● **Dataset entries**:
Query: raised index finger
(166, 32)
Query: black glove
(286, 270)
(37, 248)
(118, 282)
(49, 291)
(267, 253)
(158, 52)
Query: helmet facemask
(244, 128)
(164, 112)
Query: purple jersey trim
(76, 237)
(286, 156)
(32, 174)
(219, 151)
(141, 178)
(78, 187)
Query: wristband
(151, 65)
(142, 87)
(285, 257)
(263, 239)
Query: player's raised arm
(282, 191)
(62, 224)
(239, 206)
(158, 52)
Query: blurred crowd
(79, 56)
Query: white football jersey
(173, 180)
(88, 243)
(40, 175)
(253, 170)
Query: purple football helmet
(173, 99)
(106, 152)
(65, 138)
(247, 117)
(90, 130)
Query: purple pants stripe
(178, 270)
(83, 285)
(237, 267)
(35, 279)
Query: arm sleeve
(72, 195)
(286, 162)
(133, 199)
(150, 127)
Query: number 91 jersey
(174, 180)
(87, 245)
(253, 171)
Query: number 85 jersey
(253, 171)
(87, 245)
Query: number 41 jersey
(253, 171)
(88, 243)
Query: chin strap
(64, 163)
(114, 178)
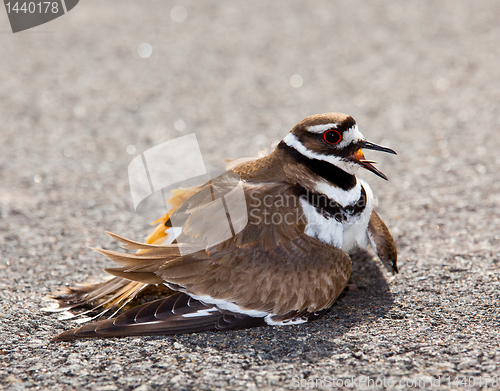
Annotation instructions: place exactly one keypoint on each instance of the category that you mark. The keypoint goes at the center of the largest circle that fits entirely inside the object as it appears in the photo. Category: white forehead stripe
(350, 136)
(292, 141)
(321, 128)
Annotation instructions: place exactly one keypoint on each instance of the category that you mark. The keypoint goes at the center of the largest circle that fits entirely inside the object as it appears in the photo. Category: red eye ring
(332, 137)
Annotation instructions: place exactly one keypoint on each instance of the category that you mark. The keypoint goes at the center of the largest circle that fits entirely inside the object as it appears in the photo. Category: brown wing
(270, 265)
(382, 242)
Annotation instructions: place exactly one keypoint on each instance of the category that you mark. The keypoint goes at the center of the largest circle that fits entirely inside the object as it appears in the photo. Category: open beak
(359, 158)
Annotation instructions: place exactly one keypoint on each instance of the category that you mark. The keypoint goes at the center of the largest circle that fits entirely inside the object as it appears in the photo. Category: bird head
(335, 138)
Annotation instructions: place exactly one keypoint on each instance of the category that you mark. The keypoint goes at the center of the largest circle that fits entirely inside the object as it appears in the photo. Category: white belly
(345, 235)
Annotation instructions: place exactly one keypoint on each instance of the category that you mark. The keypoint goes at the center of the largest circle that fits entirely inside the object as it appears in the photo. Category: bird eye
(332, 136)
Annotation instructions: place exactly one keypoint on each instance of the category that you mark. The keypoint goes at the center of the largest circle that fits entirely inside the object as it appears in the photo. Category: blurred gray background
(84, 94)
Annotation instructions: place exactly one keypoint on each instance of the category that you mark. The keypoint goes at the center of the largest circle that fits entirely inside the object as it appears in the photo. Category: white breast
(346, 235)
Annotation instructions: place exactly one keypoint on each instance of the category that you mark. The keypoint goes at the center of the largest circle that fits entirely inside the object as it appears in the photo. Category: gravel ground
(421, 77)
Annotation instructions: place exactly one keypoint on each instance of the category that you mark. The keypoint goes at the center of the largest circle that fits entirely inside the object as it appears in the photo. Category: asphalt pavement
(84, 94)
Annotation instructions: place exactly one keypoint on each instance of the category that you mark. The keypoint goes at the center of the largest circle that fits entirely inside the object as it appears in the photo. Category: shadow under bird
(287, 270)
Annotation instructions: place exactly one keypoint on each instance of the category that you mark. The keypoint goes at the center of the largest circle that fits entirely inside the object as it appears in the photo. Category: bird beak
(368, 164)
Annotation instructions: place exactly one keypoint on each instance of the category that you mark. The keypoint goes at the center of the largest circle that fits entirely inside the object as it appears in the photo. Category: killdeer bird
(306, 210)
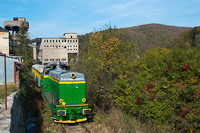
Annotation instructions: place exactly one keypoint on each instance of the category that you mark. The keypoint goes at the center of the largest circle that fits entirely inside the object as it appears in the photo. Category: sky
(53, 18)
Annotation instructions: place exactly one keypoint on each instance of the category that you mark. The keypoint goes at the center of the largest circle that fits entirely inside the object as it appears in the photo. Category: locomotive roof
(39, 68)
(64, 75)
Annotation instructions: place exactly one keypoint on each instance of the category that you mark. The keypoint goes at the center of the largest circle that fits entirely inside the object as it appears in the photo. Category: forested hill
(152, 35)
(146, 36)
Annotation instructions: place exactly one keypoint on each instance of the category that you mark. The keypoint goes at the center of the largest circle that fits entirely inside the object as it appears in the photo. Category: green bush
(165, 89)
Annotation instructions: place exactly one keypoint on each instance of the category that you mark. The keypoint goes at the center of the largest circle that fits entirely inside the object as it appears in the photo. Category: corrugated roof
(3, 30)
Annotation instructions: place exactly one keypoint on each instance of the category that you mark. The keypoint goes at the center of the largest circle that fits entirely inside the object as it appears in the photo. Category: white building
(56, 49)
(4, 41)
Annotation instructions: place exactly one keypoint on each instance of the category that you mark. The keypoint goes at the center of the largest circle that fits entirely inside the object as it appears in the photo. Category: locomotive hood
(67, 75)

● **Work to complete**:
A complete and exact copy of the records is required. Exclude the pictures.

● **Problem solution**:
Query: raised index finger
(166, 32)
Query: black glove
(286, 270)
(37, 248)
(118, 282)
(49, 291)
(267, 253)
(158, 52)
Query: helmet facemask
(244, 128)
(164, 112)
Query: purple jersey trim
(76, 237)
(286, 156)
(32, 174)
(219, 151)
(141, 178)
(78, 187)
Query: wristband
(151, 65)
(142, 87)
(285, 257)
(263, 239)
Query: player's raised arm
(282, 191)
(62, 224)
(239, 206)
(158, 52)
Query: blurred crowd
(79, 56)
Query: white football jersey
(173, 180)
(88, 243)
(40, 175)
(253, 170)
Query: purple football helmet
(173, 99)
(106, 152)
(65, 138)
(247, 117)
(90, 130)
Query: purple pants stripe
(178, 270)
(83, 285)
(237, 267)
(35, 279)
Query: arm sleeve
(72, 195)
(286, 162)
(133, 199)
(150, 127)
Query: number 91 jersey
(174, 180)
(87, 245)
(253, 171)
Query: number 85 jersey
(253, 171)
(87, 245)
Query: number 41 jersey
(253, 171)
(88, 243)
Query: chin strap
(64, 163)
(114, 178)
Annotation instructions: place exactly one keypoint on each instance of the category that you mark. The keypoint goes at the center of the largest circle that fits entirely inside the object as it appears in the photo. Category: white forehead stripe
(350, 136)
(292, 141)
(321, 128)
Annotation instructions: place exactly one keypoint on each instance of the category that you mark. The keypoint goes at the center of the largest circle that fits entirely inside the object as it appears in the photo. Category: red eye ring
(332, 137)
Annotation instructions: place exactly one keypoint on each instance of the category that you mark. The keypoint goes at the center of the largest circle that fits entirely inside the object as it appears in the photo. Category: brown wing
(270, 265)
(382, 242)
Annotation instructions: place exactly one keypoint on each instance of the category that you mark. The keypoint goes at the center of the largest circle that fits entirely inside the object as it appears in the photo. Category: open beak
(359, 158)
Annotation instructions: place exactly one keypoint on each instance of the category that you mark. The keypoint goes at the center of the largest circle that fits entirely inside the object as it appears in the photo. Category: bird head
(335, 138)
Annotation instructions: place exactly one keypoint on each instance of the category that you mark. The keypoint goes at the center of the largest circle that fits entirely inside the object as it appears in the photo. Category: white belly
(345, 235)
Annotation instructions: place exactly one keypoint on each instance of the category that you mark. The keypoint goes at the center of the largest circle that fits entirely inside the object as it appears in the photo. Category: bird eye
(332, 136)
Annotation instructions: place exactly one keypoint on each instance of the category that you mark. The keypoint goes at the center of the largest circle that fits entirely inside the object as it appears in the photo. Category: blurred gray background
(84, 94)
Annotation instructions: place exactly one keypoint on each instance of the category that you mark. The keypoint goes at the center of the largest circle that fits entirely inside the object as it appears in the photo. Category: white breast
(346, 235)
Annotation instructions: place exactly one keypoint on each instance of the category that you mark. The keypoint goes at the center of the largest circle that fits entirely inside the object as it appears in the photo. Category: gravel ground
(421, 77)
Annotation instructions: place exactly one keypoint on each instance of the category that you mark. The keypoint goes at the center of the largest circle that fits entirely inside the object as it appears in the photo. Category: asphalt pavement
(84, 94)
Annotation instructions: place exactly one keypoint on each instance of the category that you mark. The keypoint goes at the center of the largest circle that fits entirely inside the object as it appears in the photo. Category: shadow under bird
(287, 270)
Annotation instructions: place exactly one keypoint on each instance of the category that you mark. The keypoint goes at the center of the largest circle that fits entirely inside the object as it appears in the photo. Category: bird beak
(368, 164)
Annotation instructions: place exactly one keypoint on each instance of the category that you mark. The keypoint goes at the center of the largest circle that fits entirely inside the object as it appears in the photo. Category: killdeer bird
(306, 210)
Annotation instructions: place exactly one keypoint on each instance of the category that you mark. The keypoint goes at the center of the largest circle that fits entirely inside the object as it appears in the photo. Category: sky
(53, 18)
Annotation instructions: place exactly one keypoint on each instance of the category that you mark. The keypoint goes at the center of the largest circle that fits entirely inside the object as it appears in the photo. Category: locomotive roof
(39, 68)
(64, 75)
Annotation instructions: place exactly one keypoint on each instance of the category that you mark. The keypoint goes at the center of the largest circle that fits entirely inside the object as it appears in the photo. Category: forested hill
(152, 35)
(146, 36)
Annotation instructions: place exactly one keypoint on each instance of the category that you mark. The keypoint goes at the center of the largest circle that fits entirely inside the object as it appears in the photo. Category: green bush
(165, 89)
Annotation instructions: place exactly one keypoint on each instance of the category that you mark. The keypoint goes at the center of the largest circle that fits entirely inside the object as it appears in the photo. Category: corrugated roof
(3, 30)
Annotation instructions: place exactly one keypoint on each instance of the category that you mark. The keypoint goes at the center of the largest circle that fits entirely inside the object as it appears in the photo. Category: white building
(56, 49)
(4, 41)
Annotation instructions: place exactly one keypoint on each instance of the category that you mark. The keypoint goes at the center of the largest circle that fits entirely inside the object as it appears in the photo. Category: locomotive hood
(67, 75)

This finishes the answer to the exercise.